▸ **DOCUMENT PASSAGE**:
------------------------------------
Blu-Ray News #328: Columbia Noir #3 (1947-59).

Indicator’s got a third Columbia Noir Blu-Ray box on the way, and it’s gonna be another good one.

Johnny O’Clock (1947)
Written and directed by Robert Rossen
Starring Dick Powell, Evelyn Keyes, Lee J. Cobb, Jeff Chandler
Dick Powell is cool in his second noir picture, Burnett Guffey’s cinematography is often stunning. Robert Rossen does a good job guiding us through the rather complex plot.

The Dark Past (1948)
Directed by Rudolph Maté
Starring William Holden, Nina Foch, Lee J. Cobb
William Holden is an escaped convict in this remake of 1939’s Blind Alley. Lee J. Cobb is a psychologist who’s held hostage and analyzes his captor along the way.

Convicted (1950)
Directed by Henry Levin
Starring Glenn Ford, Broderick Crawford, Millard Mitchell, Dorothy Malone, Carl Benton Reid, Frank Faylen
Another remake of The Criminal Code, with Glenn Ford an inmate and Broderick Crawford the warden. Burnett Guffey shot this one, too, which is always a good thing.

Between Midnight And Dawn (1950)
Directed by Gordon Douglas
Starring Mark Stevens, Edmond O’Brien, Gale Storm, Madge Blake
A prototype for the buddy cop movies, with Edmond O’Brien and Mark Stevens  childhood friends who end up cops. Gale Storm is the dispatcher they talk to throughout their shift.
------------------------------------
▸ **SUPPLIED INFORMATION**:
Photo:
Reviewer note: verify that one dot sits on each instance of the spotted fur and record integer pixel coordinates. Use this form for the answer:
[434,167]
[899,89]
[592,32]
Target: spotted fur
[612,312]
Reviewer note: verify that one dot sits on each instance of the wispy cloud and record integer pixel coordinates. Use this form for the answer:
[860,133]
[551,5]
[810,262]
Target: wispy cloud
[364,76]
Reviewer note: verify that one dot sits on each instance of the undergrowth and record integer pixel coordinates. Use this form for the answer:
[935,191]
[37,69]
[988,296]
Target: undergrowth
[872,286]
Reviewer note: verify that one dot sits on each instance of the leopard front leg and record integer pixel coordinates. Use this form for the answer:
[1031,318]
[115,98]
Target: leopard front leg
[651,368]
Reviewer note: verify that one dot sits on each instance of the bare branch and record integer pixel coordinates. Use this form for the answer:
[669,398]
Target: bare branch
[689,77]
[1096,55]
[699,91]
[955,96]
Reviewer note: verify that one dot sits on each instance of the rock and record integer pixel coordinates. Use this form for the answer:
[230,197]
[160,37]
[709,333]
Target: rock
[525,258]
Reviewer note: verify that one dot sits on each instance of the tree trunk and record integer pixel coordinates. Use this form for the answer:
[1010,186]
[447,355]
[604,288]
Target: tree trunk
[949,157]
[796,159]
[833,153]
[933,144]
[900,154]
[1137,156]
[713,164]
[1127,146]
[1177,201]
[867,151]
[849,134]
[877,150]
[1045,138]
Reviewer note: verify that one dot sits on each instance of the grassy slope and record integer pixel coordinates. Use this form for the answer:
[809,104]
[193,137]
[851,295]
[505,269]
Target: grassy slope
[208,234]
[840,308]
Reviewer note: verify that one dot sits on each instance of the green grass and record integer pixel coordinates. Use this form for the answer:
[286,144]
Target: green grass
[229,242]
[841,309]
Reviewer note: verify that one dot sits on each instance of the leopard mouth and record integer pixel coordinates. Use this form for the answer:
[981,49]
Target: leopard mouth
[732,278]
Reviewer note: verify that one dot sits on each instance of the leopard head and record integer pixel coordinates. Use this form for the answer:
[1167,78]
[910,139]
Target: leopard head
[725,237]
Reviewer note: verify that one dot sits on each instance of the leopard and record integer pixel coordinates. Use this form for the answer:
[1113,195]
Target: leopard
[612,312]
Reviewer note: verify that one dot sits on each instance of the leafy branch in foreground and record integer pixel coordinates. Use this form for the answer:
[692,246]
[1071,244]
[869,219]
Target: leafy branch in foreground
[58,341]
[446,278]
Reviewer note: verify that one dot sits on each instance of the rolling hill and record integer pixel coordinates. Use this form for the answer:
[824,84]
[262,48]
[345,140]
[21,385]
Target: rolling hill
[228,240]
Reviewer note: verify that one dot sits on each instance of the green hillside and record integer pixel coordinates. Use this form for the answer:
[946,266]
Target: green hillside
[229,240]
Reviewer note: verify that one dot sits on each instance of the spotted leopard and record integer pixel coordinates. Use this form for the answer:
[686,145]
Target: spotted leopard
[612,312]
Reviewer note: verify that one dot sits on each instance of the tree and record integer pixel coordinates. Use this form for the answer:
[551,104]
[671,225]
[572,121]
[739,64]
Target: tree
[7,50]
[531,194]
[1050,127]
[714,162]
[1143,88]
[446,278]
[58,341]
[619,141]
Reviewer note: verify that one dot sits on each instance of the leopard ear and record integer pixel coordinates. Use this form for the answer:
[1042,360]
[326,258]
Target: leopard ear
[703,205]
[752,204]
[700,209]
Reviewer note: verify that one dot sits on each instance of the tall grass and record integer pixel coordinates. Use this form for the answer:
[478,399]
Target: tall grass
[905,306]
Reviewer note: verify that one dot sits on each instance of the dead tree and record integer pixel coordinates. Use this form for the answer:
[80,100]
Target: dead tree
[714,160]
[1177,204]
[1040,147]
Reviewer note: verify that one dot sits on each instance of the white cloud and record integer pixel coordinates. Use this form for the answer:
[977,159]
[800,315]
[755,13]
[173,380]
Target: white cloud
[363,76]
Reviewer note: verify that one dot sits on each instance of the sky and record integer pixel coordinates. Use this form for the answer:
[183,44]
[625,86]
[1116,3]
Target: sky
------------------------------------
▸ **WHAT THIS EXERCISE ASKS**:
1: According to the Blu-ray news post, who is Lee J. Cobb's character in The Dark Past?
2: Decide whether each statement agrees with the Blu-ray news post, answering yes or no and quoting the deciding words: (a) The Dark Past is a remake of a 1939 film. (b) Convicted was directed by Gordon Douglas. (c) Gale Storm plays a dispatcher in Between Midnight And Dawn.
The material placed after the Blu-ray news post is separate from it.

▸ **ANSWERS**:
1: A psychologist who is held hostage and analyzes his captor.

2:
(a) Yes: "this remake of 1939’s Blind Alley"
(b) No: "Directed by Henry Levin"
(c) Yes: "Gale Storm is the dispatcher they talk to throughout their shift"